(Excerpts of bounding box data)

** Begin **

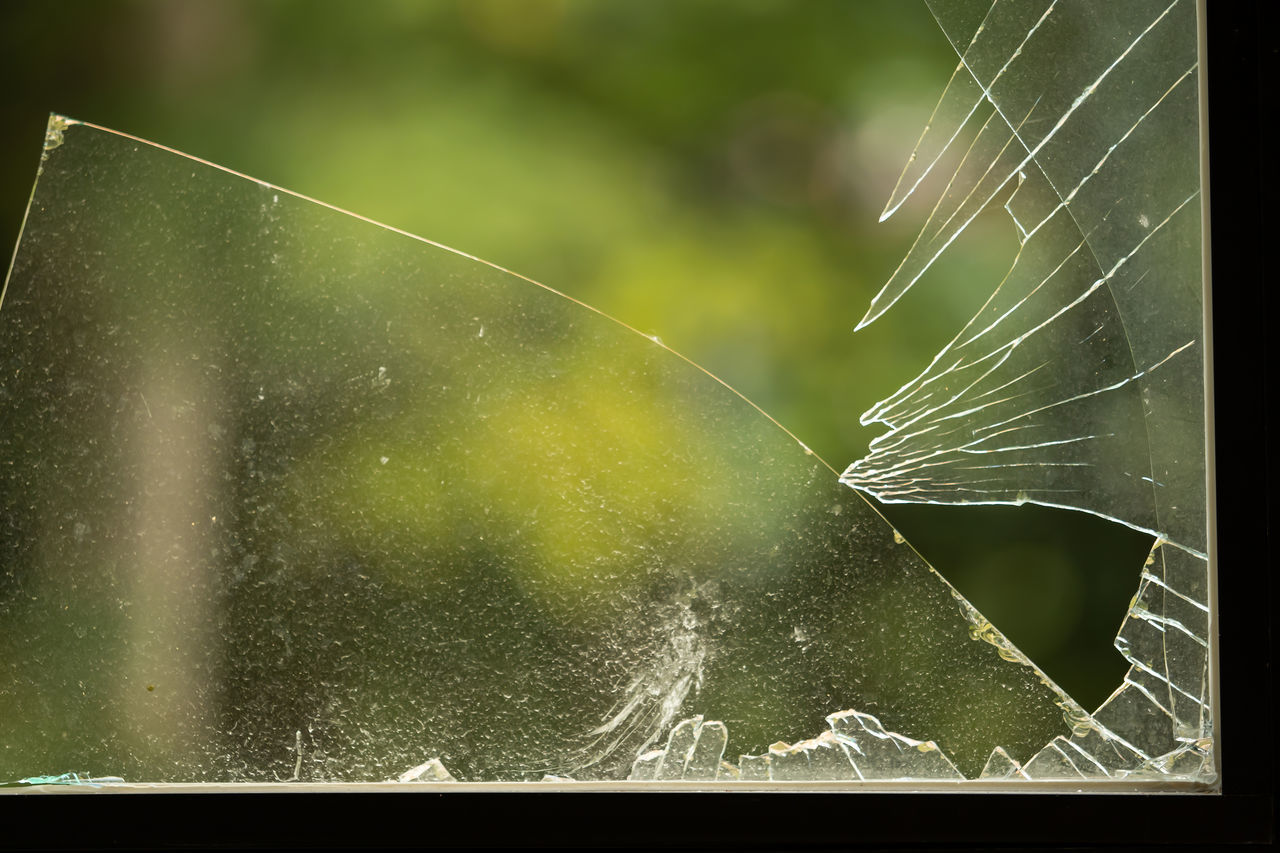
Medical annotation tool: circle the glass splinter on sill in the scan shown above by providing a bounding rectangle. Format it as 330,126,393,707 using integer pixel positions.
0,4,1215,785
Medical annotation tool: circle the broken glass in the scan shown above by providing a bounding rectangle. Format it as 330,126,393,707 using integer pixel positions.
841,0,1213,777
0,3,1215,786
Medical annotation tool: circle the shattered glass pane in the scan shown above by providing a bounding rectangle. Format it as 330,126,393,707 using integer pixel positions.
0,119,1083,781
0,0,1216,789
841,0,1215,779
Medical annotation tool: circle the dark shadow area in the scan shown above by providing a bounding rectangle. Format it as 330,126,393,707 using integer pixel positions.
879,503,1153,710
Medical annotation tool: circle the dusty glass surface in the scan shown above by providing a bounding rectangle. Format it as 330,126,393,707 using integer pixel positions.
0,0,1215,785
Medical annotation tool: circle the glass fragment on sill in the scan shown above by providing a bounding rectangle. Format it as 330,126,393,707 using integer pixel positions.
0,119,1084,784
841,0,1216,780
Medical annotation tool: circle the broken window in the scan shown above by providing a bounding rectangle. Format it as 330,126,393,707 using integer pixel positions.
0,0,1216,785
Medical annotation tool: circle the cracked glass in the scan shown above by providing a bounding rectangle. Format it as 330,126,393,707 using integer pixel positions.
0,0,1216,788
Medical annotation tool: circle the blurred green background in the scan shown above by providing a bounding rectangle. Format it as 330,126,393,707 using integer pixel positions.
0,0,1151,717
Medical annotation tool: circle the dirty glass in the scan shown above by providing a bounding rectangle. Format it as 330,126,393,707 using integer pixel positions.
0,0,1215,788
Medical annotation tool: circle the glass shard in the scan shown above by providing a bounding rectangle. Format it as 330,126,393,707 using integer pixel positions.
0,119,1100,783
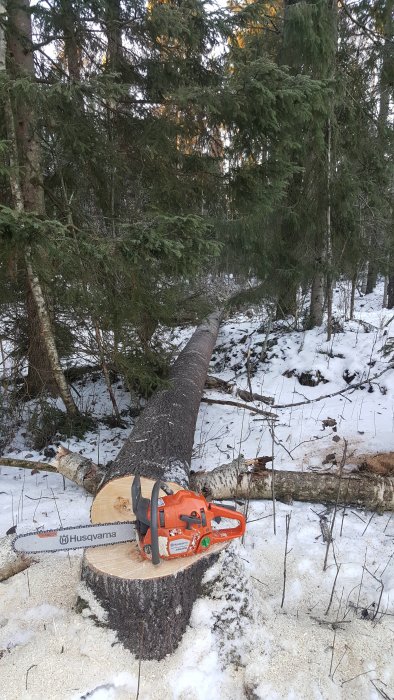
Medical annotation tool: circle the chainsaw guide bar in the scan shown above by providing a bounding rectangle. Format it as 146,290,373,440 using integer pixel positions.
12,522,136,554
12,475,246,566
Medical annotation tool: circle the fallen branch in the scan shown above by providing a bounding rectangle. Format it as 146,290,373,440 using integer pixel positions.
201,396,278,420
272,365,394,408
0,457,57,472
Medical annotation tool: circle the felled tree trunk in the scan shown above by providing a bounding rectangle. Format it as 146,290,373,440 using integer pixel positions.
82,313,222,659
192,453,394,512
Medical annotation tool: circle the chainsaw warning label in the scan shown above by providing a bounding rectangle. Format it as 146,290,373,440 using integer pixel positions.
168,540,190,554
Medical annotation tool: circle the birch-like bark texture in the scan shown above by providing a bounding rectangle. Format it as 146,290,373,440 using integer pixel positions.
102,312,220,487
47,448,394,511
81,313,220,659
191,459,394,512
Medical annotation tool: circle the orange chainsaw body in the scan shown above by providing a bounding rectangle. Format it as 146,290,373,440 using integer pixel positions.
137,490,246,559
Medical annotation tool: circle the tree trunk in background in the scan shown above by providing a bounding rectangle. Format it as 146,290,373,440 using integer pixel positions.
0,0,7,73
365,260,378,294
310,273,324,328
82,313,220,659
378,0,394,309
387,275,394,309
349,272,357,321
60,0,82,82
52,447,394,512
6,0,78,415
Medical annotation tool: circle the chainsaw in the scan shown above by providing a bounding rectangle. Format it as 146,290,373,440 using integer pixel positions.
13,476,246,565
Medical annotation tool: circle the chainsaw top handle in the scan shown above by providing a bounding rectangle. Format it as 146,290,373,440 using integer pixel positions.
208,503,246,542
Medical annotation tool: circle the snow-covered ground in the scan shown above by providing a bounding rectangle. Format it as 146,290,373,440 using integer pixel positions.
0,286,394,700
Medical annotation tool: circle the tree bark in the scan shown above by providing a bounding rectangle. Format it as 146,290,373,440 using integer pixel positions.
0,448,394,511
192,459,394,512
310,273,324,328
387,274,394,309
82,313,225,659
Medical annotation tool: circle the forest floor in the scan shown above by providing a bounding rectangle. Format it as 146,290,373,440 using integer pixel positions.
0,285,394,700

** End **
** Begin **

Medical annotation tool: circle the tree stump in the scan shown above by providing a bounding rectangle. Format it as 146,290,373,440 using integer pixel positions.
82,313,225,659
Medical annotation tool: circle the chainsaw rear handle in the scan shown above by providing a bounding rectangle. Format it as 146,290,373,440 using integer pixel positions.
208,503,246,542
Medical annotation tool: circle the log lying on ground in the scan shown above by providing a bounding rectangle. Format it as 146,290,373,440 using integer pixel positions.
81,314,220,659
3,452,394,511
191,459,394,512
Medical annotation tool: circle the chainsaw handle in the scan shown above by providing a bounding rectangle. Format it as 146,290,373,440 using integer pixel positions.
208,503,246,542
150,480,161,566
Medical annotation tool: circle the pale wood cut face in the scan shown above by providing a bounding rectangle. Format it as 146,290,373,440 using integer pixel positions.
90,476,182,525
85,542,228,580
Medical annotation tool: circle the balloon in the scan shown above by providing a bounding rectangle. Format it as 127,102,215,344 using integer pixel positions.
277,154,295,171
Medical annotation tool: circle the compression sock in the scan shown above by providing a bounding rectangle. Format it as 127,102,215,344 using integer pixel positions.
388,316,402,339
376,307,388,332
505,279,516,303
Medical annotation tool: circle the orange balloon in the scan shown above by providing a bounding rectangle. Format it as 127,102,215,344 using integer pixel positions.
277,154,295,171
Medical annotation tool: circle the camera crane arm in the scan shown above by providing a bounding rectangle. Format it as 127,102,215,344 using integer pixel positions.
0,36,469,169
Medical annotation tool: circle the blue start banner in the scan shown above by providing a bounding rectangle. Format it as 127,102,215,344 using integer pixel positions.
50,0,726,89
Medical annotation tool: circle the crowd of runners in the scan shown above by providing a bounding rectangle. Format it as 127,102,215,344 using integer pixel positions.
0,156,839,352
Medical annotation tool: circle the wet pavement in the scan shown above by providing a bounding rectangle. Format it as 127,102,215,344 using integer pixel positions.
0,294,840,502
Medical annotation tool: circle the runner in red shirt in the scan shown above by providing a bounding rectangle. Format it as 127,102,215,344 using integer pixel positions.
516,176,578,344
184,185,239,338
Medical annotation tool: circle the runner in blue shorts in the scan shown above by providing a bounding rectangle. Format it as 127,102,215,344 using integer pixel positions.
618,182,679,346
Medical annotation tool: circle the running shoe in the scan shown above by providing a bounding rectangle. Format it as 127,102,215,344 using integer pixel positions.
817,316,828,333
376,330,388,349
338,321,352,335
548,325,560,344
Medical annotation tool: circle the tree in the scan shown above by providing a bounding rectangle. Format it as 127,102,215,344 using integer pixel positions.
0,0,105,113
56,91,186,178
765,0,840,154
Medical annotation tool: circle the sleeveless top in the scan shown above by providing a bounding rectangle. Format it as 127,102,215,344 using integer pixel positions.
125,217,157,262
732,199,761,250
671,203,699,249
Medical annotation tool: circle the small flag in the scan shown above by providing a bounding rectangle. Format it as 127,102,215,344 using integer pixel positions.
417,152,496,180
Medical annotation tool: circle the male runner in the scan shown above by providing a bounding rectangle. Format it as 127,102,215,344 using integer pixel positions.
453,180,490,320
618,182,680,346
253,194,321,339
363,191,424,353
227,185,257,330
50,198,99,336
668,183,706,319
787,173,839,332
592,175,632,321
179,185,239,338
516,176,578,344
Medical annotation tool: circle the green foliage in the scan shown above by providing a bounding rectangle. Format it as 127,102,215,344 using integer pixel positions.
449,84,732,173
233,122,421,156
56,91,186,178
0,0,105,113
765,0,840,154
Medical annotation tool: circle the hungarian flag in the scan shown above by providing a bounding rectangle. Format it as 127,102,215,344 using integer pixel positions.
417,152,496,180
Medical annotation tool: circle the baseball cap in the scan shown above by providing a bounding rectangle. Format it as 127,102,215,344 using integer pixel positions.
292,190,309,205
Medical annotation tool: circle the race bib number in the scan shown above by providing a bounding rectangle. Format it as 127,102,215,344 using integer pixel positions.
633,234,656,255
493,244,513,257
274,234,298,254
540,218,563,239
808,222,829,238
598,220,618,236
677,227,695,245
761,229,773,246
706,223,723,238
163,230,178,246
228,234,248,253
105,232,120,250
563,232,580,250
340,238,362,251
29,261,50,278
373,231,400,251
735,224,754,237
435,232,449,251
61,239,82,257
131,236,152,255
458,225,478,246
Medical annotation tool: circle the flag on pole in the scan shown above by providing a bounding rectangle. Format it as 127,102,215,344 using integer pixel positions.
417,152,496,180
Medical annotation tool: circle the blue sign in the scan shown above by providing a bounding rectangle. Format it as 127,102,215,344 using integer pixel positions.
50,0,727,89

** End **

## Goal
Format the data from the line with "Medical annotation tool: circle the camera" to the line with "618,182,679,346" as a two-column CSV with the headers instruction and box. Give one row per instruction with its answer, and place each value in a single quoted field with any line breaks replaced by spaces.

## Correct result
instruction,box
"Medical annotation tool: circle the camera crane arm in the scan shown above by providing a bounding rectangle. Format it as 127,102,215,344 using integer pixel positions.","0,36,469,169"
"Medical annotation tool: circle the blue start banner in the scan shown above by providing a bounding rectangle. Format it as 127,102,215,344 using integer pixel positions.","50,0,726,89"
"Medical annotation tool: circle the crowd of runners in the scan shown above by providing a bounding rectangle. Format it as 127,102,215,344 using integer pixel positions.","0,156,839,352"
"Medical annotation tool: circle the wet pavement in the scan shown above by providing a bounding rectangle. Format it as 127,102,215,344 using integer pixel positions.","0,294,840,502"
"Medical annotation tool: circle the runner in red shirt in the scan shown above by providing a bounding rectangle. Format it as 127,102,215,344 using integer pixel positions.","516,176,578,344 184,185,239,338"
"Medical annotation tool: circle the runner in blue shorts in the scan shown above by providing a bounding rectangle. Format it as 127,102,215,344 using integer pixel positions.","618,182,679,346"